**Problem details:**
Drop every picture, then transcribe the remaining data exactly.

**Input data:**
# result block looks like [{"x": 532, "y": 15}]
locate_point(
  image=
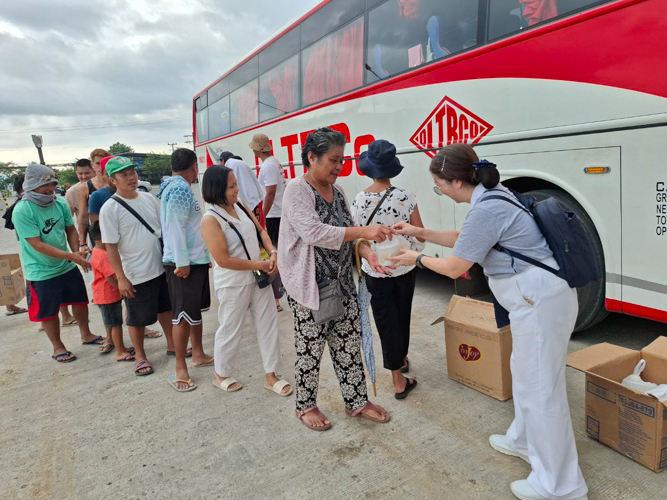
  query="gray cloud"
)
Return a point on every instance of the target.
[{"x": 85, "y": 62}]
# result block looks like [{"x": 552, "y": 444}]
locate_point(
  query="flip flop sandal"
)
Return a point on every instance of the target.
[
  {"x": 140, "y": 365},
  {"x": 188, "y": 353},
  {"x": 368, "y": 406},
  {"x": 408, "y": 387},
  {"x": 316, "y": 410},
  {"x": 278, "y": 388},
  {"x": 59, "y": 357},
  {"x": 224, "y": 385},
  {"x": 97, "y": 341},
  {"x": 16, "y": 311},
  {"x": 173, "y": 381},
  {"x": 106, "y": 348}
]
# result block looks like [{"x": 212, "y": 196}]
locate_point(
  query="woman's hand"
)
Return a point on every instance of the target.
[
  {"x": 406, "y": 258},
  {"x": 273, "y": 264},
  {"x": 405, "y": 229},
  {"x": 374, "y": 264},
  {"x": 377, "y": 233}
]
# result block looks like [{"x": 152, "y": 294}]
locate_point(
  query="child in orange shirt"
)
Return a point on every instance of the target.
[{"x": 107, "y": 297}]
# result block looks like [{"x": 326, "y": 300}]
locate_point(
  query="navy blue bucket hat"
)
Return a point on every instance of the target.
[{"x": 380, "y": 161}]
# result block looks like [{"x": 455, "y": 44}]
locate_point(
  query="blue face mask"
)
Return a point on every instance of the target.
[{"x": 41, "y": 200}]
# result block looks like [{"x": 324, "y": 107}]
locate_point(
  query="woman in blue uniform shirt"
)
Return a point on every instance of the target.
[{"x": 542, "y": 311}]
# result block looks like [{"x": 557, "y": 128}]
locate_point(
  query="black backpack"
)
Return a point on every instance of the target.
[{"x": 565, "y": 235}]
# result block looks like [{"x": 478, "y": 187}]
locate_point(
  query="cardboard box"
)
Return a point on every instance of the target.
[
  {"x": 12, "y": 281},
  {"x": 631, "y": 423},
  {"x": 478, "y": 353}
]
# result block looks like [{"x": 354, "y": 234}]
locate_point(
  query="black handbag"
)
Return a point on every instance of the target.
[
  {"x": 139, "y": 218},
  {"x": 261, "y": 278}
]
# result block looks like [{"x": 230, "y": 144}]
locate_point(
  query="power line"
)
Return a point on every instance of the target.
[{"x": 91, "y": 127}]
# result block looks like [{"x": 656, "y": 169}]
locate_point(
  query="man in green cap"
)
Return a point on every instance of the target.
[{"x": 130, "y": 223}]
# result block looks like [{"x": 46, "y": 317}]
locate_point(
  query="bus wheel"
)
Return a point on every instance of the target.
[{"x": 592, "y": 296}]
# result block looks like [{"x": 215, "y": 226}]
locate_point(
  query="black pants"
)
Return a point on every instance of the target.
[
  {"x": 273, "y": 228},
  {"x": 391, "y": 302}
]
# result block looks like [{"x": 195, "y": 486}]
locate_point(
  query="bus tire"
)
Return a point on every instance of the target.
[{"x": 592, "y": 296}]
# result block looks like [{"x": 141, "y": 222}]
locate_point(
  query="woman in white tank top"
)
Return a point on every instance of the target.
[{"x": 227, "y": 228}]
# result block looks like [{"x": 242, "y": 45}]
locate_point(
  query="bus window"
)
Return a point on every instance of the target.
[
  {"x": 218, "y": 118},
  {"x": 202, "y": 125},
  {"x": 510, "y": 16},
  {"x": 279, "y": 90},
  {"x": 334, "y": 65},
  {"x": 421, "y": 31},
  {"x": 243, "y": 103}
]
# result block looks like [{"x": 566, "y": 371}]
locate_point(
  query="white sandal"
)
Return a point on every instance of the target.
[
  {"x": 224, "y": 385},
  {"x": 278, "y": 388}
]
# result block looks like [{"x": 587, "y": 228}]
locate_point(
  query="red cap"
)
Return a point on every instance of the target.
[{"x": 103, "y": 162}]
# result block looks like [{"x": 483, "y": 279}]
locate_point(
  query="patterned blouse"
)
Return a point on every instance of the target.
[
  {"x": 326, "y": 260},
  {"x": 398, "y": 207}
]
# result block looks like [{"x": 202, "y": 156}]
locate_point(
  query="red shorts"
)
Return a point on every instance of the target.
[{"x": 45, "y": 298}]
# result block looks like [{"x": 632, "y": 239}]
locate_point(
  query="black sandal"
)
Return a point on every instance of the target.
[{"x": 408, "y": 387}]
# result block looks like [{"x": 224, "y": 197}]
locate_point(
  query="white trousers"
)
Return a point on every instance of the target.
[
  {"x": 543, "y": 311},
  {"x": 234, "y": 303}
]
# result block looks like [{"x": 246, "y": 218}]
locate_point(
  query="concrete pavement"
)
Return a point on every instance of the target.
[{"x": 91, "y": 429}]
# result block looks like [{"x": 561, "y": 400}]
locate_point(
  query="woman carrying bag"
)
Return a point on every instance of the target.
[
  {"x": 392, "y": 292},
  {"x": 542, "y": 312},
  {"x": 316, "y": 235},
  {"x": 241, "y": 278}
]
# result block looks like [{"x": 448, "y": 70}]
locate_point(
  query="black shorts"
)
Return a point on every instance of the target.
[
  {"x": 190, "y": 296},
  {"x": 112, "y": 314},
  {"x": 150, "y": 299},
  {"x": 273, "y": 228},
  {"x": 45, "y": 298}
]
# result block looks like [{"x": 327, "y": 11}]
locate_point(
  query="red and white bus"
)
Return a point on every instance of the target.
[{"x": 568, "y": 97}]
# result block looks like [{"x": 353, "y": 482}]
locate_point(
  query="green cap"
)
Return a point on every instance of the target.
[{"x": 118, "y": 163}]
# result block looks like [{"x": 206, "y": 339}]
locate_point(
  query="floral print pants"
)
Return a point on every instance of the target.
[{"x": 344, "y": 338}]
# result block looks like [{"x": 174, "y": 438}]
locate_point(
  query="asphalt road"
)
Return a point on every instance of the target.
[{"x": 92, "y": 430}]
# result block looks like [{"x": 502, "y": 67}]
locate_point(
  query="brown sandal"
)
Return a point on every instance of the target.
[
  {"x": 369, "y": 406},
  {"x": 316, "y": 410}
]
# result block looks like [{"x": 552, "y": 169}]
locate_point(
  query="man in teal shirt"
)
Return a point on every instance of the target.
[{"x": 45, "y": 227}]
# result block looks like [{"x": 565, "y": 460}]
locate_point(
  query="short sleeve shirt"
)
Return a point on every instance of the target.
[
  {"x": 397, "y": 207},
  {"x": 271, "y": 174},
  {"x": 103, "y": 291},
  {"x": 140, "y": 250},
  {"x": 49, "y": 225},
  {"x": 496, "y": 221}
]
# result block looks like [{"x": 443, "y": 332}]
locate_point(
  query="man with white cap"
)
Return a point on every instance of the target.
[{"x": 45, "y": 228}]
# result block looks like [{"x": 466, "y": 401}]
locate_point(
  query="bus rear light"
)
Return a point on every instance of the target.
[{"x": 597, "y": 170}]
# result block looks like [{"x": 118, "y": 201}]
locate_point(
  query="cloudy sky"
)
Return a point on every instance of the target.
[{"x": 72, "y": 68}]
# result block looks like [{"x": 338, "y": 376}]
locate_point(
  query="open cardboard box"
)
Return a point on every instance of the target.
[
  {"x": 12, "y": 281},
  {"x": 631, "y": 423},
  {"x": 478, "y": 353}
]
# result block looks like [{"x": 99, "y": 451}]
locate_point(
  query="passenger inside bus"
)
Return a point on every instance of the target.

**Correct result:**
# result block looks like [{"x": 532, "y": 15}]
locate_point(
  image=
  query="gray cloud"
)
Return a point on every instance of the target.
[{"x": 85, "y": 62}]
# result block looks like [{"x": 552, "y": 444}]
locate_point(
  query="flip flop sandal"
)
Return a point on every instance of the target.
[
  {"x": 140, "y": 365},
  {"x": 188, "y": 353},
  {"x": 368, "y": 406},
  {"x": 408, "y": 387},
  {"x": 316, "y": 410},
  {"x": 278, "y": 388},
  {"x": 59, "y": 357},
  {"x": 224, "y": 385},
  {"x": 97, "y": 341},
  {"x": 16, "y": 311},
  {"x": 173, "y": 381},
  {"x": 106, "y": 348}
]
# result block looks like [{"x": 212, "y": 196}]
locate_point(
  query="woman's hand"
)
Return a point on every instance of the target.
[
  {"x": 406, "y": 258},
  {"x": 273, "y": 264},
  {"x": 405, "y": 229},
  {"x": 374, "y": 264},
  {"x": 377, "y": 233}
]
# result block looks like [{"x": 152, "y": 294}]
locate_point(
  query="child in orange shirt"
)
Return a point on every instance of the target.
[{"x": 107, "y": 297}]
# result block looks like [{"x": 326, "y": 300}]
locate_point(
  query="navy blue bucket hat"
)
Return a point on every instance of the target.
[{"x": 380, "y": 161}]
# result block looks like [{"x": 455, "y": 44}]
locate_point(
  query="blue face mask"
)
Return a point on every instance of the target.
[{"x": 41, "y": 200}]
# result block looks like [{"x": 324, "y": 107}]
locate_point(
  query="woman in blue uniform shirt"
)
Return a point on every instance of the target.
[{"x": 542, "y": 311}]
# result block looks like [{"x": 557, "y": 128}]
locate_point(
  query="black backpack"
)
Return a point on every instance of the target.
[{"x": 565, "y": 235}]
# result block looks like [{"x": 478, "y": 187}]
locate_point(
  query="cardboard box"
)
Return a point on every instance of the target.
[
  {"x": 12, "y": 281},
  {"x": 631, "y": 423},
  {"x": 478, "y": 353}
]
# result block looks like [{"x": 354, "y": 234}]
locate_point(
  query="black handbag"
)
Return a point on every instance of the target.
[
  {"x": 139, "y": 218},
  {"x": 261, "y": 278}
]
# result block looks like [{"x": 230, "y": 144}]
locate_point(
  query="power line"
)
Return a point on every instance of the target.
[{"x": 91, "y": 127}]
# result block looks like [{"x": 656, "y": 169}]
locate_point(
  query="man in green cap"
)
Return a point on every instance of the target.
[{"x": 130, "y": 223}]
# result block looks like [{"x": 46, "y": 317}]
locate_point(
  query="bus wheel"
)
Return a point on every instance of the target.
[{"x": 592, "y": 296}]
# result block looks like [{"x": 215, "y": 226}]
locate_point(
  query="black pants"
)
Return a point on every instance of the target.
[
  {"x": 273, "y": 228},
  {"x": 391, "y": 302}
]
# result block looks like [{"x": 195, "y": 486}]
locate_point(
  query="bus tire"
)
Return a point on every instance of the target.
[{"x": 592, "y": 296}]
# result block looks like [{"x": 141, "y": 222}]
locate_point(
  query="woman in white tank top"
)
Return a point on every instance of the target.
[{"x": 227, "y": 228}]
# result block looks like [{"x": 242, "y": 45}]
locate_point(
  query="bus window"
)
Return a point on every instance of the target.
[
  {"x": 218, "y": 118},
  {"x": 202, "y": 125},
  {"x": 510, "y": 16},
  {"x": 279, "y": 90},
  {"x": 334, "y": 65},
  {"x": 421, "y": 31},
  {"x": 243, "y": 103}
]
# result block looks like [{"x": 566, "y": 371}]
locate_point(
  query="white sandal"
)
Return a point on every instance of the target.
[
  {"x": 224, "y": 385},
  {"x": 278, "y": 388}
]
# result block looks like [{"x": 587, "y": 228}]
locate_point(
  query="red cap"
)
Return a point on every instance of the target.
[{"x": 103, "y": 162}]
# result block looks like [{"x": 483, "y": 279}]
locate_point(
  query="patterned blouse"
)
Return a point on every instance of the target.
[
  {"x": 326, "y": 260},
  {"x": 398, "y": 207}
]
# result block looks like [{"x": 202, "y": 156}]
locate_point(
  query="red shorts"
)
Return a point on every instance of the target.
[{"x": 45, "y": 298}]
# result block looks like [{"x": 632, "y": 239}]
locate_point(
  query="black sandal"
)
Return a point on every instance of the target.
[{"x": 408, "y": 387}]
# result block looks like [{"x": 224, "y": 197}]
locate_point(
  query="white trousers"
)
Return a point on every instance of the target.
[
  {"x": 543, "y": 311},
  {"x": 234, "y": 303}
]
# result block looks like [{"x": 246, "y": 218}]
locate_point(
  query="concrete pavement"
)
Return a point on every instance of the target.
[{"x": 91, "y": 429}]
# result block looks like [{"x": 561, "y": 400}]
locate_point(
  query="woman carrying bag"
)
Return a point on every instance of the target.
[
  {"x": 392, "y": 292},
  {"x": 542, "y": 312},
  {"x": 316, "y": 235},
  {"x": 241, "y": 278}
]
# result block looks like [{"x": 448, "y": 70}]
locate_point(
  query="black shorts"
)
Return a point on every instance of the target.
[
  {"x": 190, "y": 296},
  {"x": 112, "y": 314},
  {"x": 150, "y": 299},
  {"x": 273, "y": 228},
  {"x": 45, "y": 298}
]
# result block looks like [{"x": 327, "y": 11}]
locate_point(
  query="red and white bus"
)
Return a point on every instance of the target.
[{"x": 568, "y": 97}]
# result block looks like [{"x": 353, "y": 482}]
locate_point(
  query="green cap"
)
Return a point on every instance of the target.
[{"x": 118, "y": 163}]
# result block looks like [{"x": 206, "y": 339}]
locate_point(
  query="floral print pants"
)
Return a point on every instance of the target.
[{"x": 344, "y": 338}]
# result block looks like [{"x": 174, "y": 438}]
locate_point(
  query="asphalt road"
)
Return a point on every instance of the target.
[{"x": 92, "y": 430}]
# result block looks like [{"x": 502, "y": 67}]
locate_point(
  query="brown sandal"
)
Return a point on every instance of the target.
[
  {"x": 369, "y": 406},
  {"x": 316, "y": 410}
]
# result block looks like [{"x": 552, "y": 169}]
locate_point(
  query="man in teal shirt"
)
Return a point on every instance of the target.
[{"x": 45, "y": 227}]
# result block looks like [{"x": 565, "y": 460}]
locate_point(
  query="short sleeve shirt"
)
Return a point on every instance of the target.
[
  {"x": 397, "y": 207},
  {"x": 271, "y": 174},
  {"x": 103, "y": 291},
  {"x": 140, "y": 250},
  {"x": 49, "y": 225},
  {"x": 496, "y": 221}
]
# result block looks like [{"x": 443, "y": 332}]
locate_point(
  query="man with white cap"
)
Return a point on every instance of the target.
[{"x": 45, "y": 228}]
# result block looks like [{"x": 466, "y": 401}]
locate_point(
  query="bus rear light"
)
Return a point on every instance of the target.
[{"x": 597, "y": 170}]
# result block looks like [{"x": 118, "y": 201}]
locate_point(
  query="cloudy sky"
)
Return a point on every instance of the target.
[{"x": 72, "y": 68}]
# result block looks like [{"x": 338, "y": 376}]
locate_point(
  query="open cardboard box"
)
Return a point on every instance of the target.
[
  {"x": 12, "y": 281},
  {"x": 631, "y": 423},
  {"x": 478, "y": 353}
]
# result block looks like [{"x": 99, "y": 451}]
locate_point(
  query="passenger inside bus"
)
Return a point on every instance of the target.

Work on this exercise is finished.